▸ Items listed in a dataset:

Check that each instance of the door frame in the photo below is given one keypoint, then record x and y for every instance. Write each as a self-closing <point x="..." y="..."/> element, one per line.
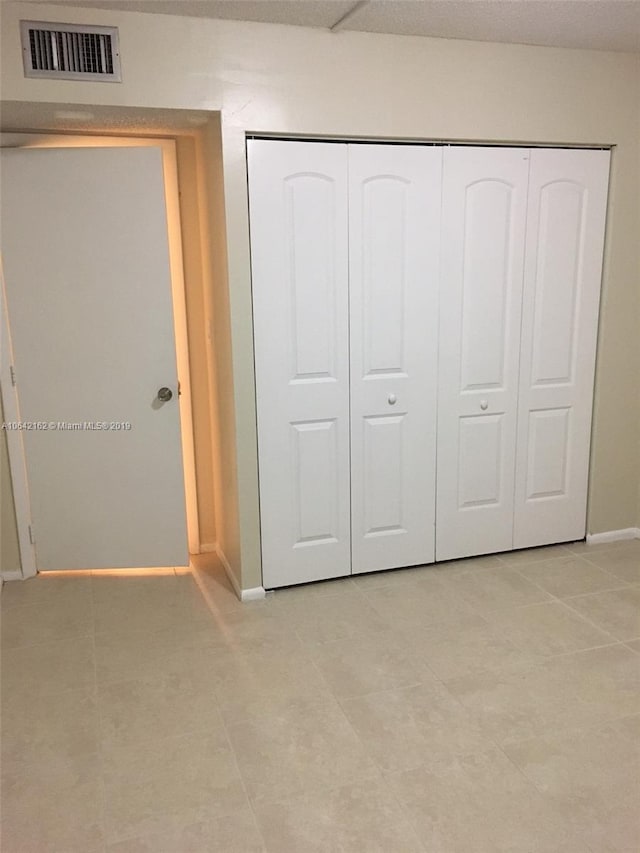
<point x="15" y="447"/>
<point x="17" y="456"/>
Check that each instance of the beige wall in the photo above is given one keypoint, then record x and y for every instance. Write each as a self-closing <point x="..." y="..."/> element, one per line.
<point x="265" y="78"/>
<point x="9" y="548"/>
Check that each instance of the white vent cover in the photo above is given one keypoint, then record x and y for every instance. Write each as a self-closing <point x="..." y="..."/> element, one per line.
<point x="70" y="51"/>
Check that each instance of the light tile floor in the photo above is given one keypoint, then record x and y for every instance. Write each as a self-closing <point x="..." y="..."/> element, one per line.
<point x="479" y="706"/>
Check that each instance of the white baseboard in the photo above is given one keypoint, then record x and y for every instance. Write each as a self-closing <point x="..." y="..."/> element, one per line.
<point x="254" y="594"/>
<point x="613" y="536"/>
<point x="12" y="576"/>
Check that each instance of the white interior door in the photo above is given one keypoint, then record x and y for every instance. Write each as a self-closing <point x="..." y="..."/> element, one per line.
<point x="563" y="269"/>
<point x="394" y="243"/>
<point x="298" y="206"/>
<point x="483" y="231"/>
<point x="84" y="245"/>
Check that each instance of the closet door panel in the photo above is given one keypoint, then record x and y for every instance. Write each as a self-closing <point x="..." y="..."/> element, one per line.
<point x="483" y="231"/>
<point x="563" y="268"/>
<point x="298" y="208"/>
<point x="394" y="229"/>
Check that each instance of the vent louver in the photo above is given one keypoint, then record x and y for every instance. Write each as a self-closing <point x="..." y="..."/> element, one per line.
<point x="70" y="51"/>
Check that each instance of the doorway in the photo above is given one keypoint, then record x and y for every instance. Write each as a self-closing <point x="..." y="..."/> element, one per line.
<point x="29" y="533"/>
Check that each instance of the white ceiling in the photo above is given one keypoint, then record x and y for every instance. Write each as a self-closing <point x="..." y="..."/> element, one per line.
<point x="590" y="24"/>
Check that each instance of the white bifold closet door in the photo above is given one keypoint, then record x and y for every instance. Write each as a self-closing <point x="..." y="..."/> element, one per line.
<point x="299" y="253"/>
<point x="394" y="238"/>
<point x="484" y="203"/>
<point x="346" y="463"/>
<point x="563" y="265"/>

▸ Problem details:
Copy out every line above without change, dropping the pictures.

▸ Exercise result:
Check that each instance of the door frame in the photo below is given one keypoint, then record x and y for every instance. Write each as a self-closing <point x="..." y="..."/> element, one per line.
<point x="15" y="447"/>
<point x="17" y="456"/>
Check that each instance of the beige wall in the photo above is given one keypoint, then record x and y for every instance. Write each as a self-closing <point x="..." y="..."/> element, one per line.
<point x="265" y="78"/>
<point x="9" y="548"/>
Check that each instance of the white vent cover in the photo above is given one keypoint, then record x and y for every instance. Write each as a self-closing <point x="..." y="..."/> element, one per line.
<point x="70" y="51"/>
Check that each instance of the light tile floor in the photo above is given one keypoint, then record x and y for every instance. Write each as a self-closing <point x="..." y="..."/> element, one per line.
<point x="479" y="706"/>
Check that each instance of the white baseboard in the photo above is given one keypoint, then record x and y for every instance. Write each as a self-closing <point x="..." y="..."/> element, one per line.
<point x="254" y="594"/>
<point x="613" y="536"/>
<point x="12" y="576"/>
Check that each instance of the white interior door in the photo above is given one keypoint, then record x and y for every instance. Write each as a self-closing <point x="..." y="..."/> element, one per line.
<point x="563" y="269"/>
<point x="394" y="243"/>
<point x="298" y="206"/>
<point x="483" y="231"/>
<point x="84" y="245"/>
Check that each instance of the closet door panel in the photo above is given one keypoint, then record x and y for every instance. Write each as a self-closing <point x="..." y="..."/> element, one per line.
<point x="483" y="231"/>
<point x="563" y="268"/>
<point x="298" y="208"/>
<point x="394" y="229"/>
Check that each instance of the vent louver in the photo above is given one keypoint, then record x and y for every instance. Write each as a self-closing <point x="..." y="..."/> element, one per line.
<point x="70" y="51"/>
Check that each instance of the doorway in the photo above is given one keypoint, then record x and y for every instance. Write each as a self-closing <point x="..." y="..."/> element, one per line.
<point x="29" y="533"/>
Check that each instance of the white ceiling in the photo above is given one keypoint, then record x and y for every instance. Write each as a self-closing <point x="..." y="..."/> element, one per line.
<point x="590" y="24"/>
Check that each instance of the white bifold closet door in the photo above is given one keypoint, then record x and y for every instance. Write each as a self-closing <point x="..." y="..."/> element, one per line.
<point x="299" y="253"/>
<point x="394" y="238"/>
<point x="484" y="203"/>
<point x="346" y="463"/>
<point x="563" y="265"/>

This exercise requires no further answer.